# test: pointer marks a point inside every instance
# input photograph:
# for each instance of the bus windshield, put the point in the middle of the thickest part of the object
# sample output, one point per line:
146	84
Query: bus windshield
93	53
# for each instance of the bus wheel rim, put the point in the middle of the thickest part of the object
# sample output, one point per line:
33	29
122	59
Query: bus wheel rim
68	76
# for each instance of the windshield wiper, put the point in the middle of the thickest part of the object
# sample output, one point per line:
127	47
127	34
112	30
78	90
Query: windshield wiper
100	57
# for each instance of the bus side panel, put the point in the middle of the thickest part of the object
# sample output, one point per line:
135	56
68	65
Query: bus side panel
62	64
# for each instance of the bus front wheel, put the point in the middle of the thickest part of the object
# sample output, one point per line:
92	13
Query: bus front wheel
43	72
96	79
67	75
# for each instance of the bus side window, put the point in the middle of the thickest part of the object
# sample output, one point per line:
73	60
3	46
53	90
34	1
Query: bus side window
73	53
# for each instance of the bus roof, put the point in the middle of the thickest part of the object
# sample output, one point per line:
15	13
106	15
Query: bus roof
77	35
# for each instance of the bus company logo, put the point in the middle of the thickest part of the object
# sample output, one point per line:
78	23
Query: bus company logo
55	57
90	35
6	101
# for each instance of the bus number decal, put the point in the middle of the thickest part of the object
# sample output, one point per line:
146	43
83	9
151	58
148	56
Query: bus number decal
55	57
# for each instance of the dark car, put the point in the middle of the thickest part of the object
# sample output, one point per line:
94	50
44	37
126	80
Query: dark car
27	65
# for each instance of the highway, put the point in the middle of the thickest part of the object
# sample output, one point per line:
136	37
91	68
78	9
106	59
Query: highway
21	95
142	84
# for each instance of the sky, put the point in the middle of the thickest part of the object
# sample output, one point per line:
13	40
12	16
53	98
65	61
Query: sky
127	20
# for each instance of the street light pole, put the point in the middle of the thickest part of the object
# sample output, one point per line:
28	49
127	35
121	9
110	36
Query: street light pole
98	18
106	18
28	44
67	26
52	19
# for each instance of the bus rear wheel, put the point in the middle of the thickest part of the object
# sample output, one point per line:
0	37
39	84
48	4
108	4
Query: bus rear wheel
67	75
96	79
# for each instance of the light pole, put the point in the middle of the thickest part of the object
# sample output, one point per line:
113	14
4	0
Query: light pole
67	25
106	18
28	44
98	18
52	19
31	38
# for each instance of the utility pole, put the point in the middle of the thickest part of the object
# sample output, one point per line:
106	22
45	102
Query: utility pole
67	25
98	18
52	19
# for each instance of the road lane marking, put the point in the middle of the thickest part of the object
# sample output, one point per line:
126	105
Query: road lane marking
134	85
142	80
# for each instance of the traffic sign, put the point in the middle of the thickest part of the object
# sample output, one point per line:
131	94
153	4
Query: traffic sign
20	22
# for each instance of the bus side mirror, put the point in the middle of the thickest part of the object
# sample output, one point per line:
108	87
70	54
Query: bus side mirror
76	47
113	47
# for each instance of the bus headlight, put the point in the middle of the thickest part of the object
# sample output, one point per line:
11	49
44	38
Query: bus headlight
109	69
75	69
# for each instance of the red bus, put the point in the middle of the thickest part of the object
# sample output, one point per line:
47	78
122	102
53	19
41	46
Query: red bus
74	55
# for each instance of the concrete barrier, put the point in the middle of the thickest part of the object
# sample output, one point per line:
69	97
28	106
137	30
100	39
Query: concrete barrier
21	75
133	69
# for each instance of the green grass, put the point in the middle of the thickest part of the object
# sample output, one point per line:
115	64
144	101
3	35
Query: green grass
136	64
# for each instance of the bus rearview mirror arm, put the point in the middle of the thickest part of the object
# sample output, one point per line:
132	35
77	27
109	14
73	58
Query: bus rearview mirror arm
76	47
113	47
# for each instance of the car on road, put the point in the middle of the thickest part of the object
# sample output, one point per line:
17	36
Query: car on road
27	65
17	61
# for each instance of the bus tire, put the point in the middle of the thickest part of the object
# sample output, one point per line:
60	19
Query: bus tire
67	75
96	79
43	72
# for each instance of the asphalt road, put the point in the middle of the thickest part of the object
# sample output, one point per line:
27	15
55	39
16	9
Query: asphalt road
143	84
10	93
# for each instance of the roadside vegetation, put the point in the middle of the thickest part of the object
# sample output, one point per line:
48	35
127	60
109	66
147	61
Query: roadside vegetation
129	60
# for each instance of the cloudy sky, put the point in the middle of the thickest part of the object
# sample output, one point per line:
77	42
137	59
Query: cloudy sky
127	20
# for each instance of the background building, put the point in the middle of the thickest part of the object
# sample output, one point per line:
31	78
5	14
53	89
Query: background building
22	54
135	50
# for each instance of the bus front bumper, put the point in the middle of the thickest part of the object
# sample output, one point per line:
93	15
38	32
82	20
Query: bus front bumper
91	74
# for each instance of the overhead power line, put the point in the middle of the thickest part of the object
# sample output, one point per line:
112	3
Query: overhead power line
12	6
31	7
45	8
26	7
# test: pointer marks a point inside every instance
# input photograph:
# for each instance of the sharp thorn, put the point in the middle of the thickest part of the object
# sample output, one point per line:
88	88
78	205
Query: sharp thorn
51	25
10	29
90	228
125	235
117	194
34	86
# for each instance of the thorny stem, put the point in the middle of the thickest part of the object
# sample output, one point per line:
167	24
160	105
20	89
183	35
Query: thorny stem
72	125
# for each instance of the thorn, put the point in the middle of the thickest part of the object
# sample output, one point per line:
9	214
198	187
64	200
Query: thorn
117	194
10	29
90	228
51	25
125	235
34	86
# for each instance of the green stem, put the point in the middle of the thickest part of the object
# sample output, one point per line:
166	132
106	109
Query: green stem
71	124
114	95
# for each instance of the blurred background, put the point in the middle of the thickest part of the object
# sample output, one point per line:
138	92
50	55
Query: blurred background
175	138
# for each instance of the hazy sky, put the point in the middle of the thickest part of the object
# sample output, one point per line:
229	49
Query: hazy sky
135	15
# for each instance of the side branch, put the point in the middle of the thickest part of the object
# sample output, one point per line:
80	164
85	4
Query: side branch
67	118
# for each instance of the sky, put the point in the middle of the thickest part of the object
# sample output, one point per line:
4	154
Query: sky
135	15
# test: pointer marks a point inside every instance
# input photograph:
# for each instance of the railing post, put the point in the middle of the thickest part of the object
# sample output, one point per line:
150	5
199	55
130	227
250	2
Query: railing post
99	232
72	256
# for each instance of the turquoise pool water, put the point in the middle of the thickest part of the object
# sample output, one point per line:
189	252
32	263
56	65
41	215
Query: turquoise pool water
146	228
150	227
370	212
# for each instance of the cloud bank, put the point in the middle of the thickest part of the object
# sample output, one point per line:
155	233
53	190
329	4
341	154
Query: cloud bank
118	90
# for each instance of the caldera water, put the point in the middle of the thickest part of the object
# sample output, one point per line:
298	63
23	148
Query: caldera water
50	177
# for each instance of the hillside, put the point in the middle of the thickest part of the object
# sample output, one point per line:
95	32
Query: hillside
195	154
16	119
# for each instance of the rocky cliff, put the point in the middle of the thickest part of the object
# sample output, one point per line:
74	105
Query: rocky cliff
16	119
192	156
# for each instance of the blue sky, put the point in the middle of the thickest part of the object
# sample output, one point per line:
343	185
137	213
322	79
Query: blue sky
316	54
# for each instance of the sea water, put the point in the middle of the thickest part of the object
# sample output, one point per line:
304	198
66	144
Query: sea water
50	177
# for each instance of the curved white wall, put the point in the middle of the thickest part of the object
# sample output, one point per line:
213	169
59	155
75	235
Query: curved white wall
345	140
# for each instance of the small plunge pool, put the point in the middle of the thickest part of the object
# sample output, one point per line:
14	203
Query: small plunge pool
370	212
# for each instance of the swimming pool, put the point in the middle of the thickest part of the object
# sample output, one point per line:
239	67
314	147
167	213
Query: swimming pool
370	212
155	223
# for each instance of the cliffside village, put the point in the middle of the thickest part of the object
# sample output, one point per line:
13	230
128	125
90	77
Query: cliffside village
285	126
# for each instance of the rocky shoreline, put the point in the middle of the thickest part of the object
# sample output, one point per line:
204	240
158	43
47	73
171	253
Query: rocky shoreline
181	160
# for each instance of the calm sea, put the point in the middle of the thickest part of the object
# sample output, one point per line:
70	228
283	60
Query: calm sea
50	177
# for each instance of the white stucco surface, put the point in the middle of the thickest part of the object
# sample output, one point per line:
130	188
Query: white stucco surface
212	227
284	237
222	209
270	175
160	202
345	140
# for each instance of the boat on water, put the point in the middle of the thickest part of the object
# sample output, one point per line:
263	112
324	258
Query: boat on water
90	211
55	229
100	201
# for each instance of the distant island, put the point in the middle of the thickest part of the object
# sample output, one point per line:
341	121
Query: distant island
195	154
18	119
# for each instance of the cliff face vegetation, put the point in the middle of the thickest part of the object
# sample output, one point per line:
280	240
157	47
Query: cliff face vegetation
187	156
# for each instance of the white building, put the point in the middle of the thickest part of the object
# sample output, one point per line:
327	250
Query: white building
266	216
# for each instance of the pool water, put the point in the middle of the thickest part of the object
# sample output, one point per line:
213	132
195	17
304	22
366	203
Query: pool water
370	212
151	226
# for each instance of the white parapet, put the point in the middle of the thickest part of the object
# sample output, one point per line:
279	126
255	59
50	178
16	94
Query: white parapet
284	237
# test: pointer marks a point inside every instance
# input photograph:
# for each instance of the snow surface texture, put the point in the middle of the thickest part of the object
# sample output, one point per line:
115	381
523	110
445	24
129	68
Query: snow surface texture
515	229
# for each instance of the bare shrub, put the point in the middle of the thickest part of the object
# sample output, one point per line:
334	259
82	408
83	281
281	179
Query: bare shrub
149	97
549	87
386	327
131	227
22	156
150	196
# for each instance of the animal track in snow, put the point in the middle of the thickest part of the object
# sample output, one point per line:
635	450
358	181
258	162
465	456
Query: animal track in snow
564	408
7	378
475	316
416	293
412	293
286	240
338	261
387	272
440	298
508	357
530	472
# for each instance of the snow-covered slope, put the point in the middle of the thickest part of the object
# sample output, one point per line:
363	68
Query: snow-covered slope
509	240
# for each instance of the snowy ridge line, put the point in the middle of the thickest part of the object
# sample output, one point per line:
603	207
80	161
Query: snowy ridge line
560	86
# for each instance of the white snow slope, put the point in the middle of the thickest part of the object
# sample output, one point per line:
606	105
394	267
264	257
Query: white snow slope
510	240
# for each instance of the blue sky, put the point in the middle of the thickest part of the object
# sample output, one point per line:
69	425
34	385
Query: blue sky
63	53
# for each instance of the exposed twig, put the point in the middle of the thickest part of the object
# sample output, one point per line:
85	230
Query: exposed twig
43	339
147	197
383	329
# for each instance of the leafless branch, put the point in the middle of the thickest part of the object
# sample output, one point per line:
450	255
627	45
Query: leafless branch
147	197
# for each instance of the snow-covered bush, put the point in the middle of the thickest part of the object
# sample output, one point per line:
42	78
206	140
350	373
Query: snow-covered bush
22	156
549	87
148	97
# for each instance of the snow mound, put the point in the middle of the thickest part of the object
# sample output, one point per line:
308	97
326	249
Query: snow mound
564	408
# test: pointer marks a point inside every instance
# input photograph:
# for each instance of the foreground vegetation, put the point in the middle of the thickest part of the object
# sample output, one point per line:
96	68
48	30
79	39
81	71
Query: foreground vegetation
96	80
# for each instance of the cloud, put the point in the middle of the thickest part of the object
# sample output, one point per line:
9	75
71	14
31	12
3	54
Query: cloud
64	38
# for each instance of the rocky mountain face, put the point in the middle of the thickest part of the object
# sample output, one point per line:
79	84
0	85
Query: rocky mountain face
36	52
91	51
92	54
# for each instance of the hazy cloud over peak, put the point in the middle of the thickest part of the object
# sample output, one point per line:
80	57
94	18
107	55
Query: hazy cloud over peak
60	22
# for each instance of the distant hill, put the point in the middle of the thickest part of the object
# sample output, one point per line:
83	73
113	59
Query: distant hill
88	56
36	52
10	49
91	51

================================

WORK TO COMPLETE —
Starting from the line with "# for each instance of the white snow" and ending with the final line of the data, quote every line exactly, both ends included.

SOLUTION FOR THIS TASK —
# for each instance of the white snow slope, put the point in the middle of the thickest part of the object
# sample output, one point per line:
606	105
394	267
264	257
Query: white snow slope
510	240
# for each instance of the blue sky, put the point in the middle of the thickest part of the object
# sample output, one point per line:
69	425
34	385
Query: blue sky
63	53
# for each instance of the exposed twig, put the point in the middle of the thickest part of the object
# sample output, one point per line:
85	230
Query: exposed twig
43	339
147	197
383	329
# for each instance of the leafless branch, put the point in the middle of the thickest part of the object
# sample output, one point per line:
450	255
627	45
Query: leafless branch
147	197
# for each instance of the snow-covered bush, put the point in the middle of the thickest part of the object
# sample output, one point per line:
42	78
206	140
350	373
Query: snow-covered bush
22	156
549	87
148	97
# for each instance of the snow mound, put the point in the middle of the thickest part of the object
# sample output, one point per line:
308	97
326	249
Query: snow mound
564	408
# test: pointer marks a point inside every instance
# input photograph:
# for each instance of the foreground vegetation, put the point in the middle of the thickest part of the object
# sample output, one point per line:
96	68
48	30
79	39
81	71
Query: foreground vegetation
96	80
# for each instance of the cloud, put the point in the middle of the thickest part of the object
# sample output, one point per line:
9	75
71	14
31	12
3	54
Query: cloud
64	38
# for each instance of the rocky mountain face, put the point in the middle of the thickest part of the object
# sample output, one point per line:
79	84
0	85
Query: rocky mountain face
36	52
91	51
92	54
# for each instance of the hazy cloud over peak, put the point in the middle of the thickest part of the object
# sample output, one point per line:
80	57
94	18
107	55
Query: hazy cloud over peak
60	22
# for each instance of the distant hill, put the point in the middle of the thickest part of the object
# sample output, one point per line:
83	73
113	59
Query: distant hill
88	56
36	52
10	49
91	51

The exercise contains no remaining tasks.